初めての配達っつ!Re:345円と、中華と、俺。
私:48歳。バツイチ。中年ビギナーライダー
装備:ウバッグ緑(新色)、原付(納車済)、骨伝導イヤホン(カッコだけ)
ステータス:アプリDL済み/心拍数MAX
ついにこの日が来た。
アプリを立ち上げると、地図上ににじむオレンジのシミ。
「あれが……ホットスポットってやつか。」
緊張で指が震える中、画面の「出発」ボタンをタップ──
……
自撮りミッション、発動。
カメラが起動し、
画面に映る自分の顔(+ヘルメット)
「うわ…俺、こんな顔してんの…?」
アングルを何度も調整し、
顔の上にオレンジの丸が合うように必死。
もはやRPGのボス戦より難しい。
なんとか認証を通過し、出発。
そして、ついに。
「チロロン♪」
アプリから通知音が鳴る。

## データ抜粋

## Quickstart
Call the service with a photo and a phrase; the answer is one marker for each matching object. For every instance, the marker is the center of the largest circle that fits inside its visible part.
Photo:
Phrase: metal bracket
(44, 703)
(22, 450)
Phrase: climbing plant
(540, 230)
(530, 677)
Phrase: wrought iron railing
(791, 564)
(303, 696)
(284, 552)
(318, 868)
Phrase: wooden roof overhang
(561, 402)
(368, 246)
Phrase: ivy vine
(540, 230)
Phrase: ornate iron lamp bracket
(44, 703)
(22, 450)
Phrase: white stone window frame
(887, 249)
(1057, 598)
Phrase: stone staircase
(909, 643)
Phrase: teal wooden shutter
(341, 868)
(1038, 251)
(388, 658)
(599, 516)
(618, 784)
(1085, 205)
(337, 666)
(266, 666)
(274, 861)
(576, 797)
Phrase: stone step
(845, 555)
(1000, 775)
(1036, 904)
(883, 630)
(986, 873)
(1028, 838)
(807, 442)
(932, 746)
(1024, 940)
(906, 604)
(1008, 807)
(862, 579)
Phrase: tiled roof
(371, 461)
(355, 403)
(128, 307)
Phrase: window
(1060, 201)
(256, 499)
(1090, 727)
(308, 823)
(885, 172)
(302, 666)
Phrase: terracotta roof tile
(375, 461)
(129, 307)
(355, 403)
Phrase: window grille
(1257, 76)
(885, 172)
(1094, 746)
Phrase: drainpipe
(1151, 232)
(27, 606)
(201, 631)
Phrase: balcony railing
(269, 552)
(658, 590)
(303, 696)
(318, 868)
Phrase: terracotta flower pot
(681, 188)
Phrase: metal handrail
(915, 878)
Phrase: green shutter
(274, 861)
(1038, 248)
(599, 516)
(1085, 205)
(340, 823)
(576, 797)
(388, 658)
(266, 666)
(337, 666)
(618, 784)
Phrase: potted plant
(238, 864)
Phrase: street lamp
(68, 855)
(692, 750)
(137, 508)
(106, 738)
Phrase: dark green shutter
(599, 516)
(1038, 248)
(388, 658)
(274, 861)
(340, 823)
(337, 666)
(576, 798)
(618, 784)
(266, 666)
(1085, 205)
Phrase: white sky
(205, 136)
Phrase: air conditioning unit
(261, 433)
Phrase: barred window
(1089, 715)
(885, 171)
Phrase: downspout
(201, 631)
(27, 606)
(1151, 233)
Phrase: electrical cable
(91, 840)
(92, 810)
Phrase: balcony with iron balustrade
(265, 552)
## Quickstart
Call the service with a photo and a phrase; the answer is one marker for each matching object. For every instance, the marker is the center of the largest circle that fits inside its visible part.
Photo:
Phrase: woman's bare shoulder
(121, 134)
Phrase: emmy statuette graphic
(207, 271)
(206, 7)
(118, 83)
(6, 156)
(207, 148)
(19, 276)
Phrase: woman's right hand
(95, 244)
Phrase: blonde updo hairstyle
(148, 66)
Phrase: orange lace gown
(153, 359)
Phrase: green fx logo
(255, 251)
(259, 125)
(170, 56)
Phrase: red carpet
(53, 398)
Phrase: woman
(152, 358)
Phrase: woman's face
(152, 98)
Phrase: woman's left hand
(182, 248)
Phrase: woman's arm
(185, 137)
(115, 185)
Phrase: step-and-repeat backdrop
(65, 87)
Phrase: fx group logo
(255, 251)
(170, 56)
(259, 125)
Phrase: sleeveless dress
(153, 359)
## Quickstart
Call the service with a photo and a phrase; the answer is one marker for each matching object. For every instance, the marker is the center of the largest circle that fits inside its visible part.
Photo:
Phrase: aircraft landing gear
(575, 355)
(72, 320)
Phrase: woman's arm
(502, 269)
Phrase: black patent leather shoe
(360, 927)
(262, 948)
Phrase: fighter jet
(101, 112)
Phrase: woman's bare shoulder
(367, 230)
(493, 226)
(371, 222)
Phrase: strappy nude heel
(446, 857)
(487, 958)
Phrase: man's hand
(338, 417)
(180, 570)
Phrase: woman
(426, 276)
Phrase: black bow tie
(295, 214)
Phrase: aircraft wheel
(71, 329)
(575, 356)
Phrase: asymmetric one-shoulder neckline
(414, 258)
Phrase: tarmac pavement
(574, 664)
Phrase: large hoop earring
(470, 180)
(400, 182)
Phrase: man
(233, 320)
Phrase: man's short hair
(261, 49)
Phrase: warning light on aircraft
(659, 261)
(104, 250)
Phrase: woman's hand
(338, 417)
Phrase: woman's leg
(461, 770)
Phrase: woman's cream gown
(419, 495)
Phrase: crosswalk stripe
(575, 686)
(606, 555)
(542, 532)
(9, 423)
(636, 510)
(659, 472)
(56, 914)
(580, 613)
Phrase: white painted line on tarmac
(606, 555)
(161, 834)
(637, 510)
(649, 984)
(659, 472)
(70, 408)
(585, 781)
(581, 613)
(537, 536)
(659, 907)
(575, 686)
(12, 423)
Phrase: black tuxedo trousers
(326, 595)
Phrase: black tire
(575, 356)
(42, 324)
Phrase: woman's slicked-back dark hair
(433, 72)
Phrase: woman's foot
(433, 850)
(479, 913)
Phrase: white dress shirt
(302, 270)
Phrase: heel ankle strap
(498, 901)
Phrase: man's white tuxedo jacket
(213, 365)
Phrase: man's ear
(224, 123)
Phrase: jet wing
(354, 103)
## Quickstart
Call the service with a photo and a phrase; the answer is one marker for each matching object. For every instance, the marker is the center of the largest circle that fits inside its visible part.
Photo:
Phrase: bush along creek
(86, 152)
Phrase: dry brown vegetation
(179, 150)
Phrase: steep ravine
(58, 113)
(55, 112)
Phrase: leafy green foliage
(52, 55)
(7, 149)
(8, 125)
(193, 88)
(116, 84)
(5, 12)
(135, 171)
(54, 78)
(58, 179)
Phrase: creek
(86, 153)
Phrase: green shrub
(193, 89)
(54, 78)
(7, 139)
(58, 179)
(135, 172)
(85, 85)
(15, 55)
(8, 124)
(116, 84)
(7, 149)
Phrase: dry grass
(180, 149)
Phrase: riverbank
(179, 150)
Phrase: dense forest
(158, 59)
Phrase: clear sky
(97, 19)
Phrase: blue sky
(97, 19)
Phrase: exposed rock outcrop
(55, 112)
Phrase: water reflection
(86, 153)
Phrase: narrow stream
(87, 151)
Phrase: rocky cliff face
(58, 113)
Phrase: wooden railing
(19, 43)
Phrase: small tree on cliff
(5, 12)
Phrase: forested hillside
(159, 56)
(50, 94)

## 指示
初めての配達を描いた提示文を、最後の一文の後から書き継いでください。

## 解答
キタ!初オーダー!
場所は──中華料理屋「福龍閣」。
……あそこ、駅の近くのあの店だ。
てことは、配達先もワンチャン近いかも?
バイクを走らせ、到着。
お店のおばちゃんが出てくる。
「番号は?」
固まる俺。
「……えっと、えっと……初めてなんです」
おばちゃん、優しい。
天使。
画面を見せると「あ〜これね!」と笑ってくれる。
袋を手渡され、「がんばってね〜」と送り出される。
ちょっと泣きそうになる。
中華屋のおばちゃん、推し決定。
目的地は軽量鉄骨アパート。
表札に貼られた名前、ピンポンを押すと、
出てきたのは若い男。
「あっす」
これだけ。
アプリで「配達完了」をタップ。
──表示された金額。
345円。
「……っしゃあ!!」
初報酬。涙の345円。
時給換算すればゴミかもしれんが、
この汗と感動にはプライスレス。
アプリのカウントが「1/10」になった。
なんか、RPGのサブクエスト感あってワクワクする。
今日はこの1回で終わりにしよう。
疲れた。でも、めっちゃ楽しかった。
家に帰って缶ビールを開ける。
味が違う。これは勝利の味。
「俺……社会に、復帰してるかもしれん……」
ウバッグの中でチャーハンが踊る!?
銀色の救世主登場!
『銀色の解決策っつ!Re:スープを守るために』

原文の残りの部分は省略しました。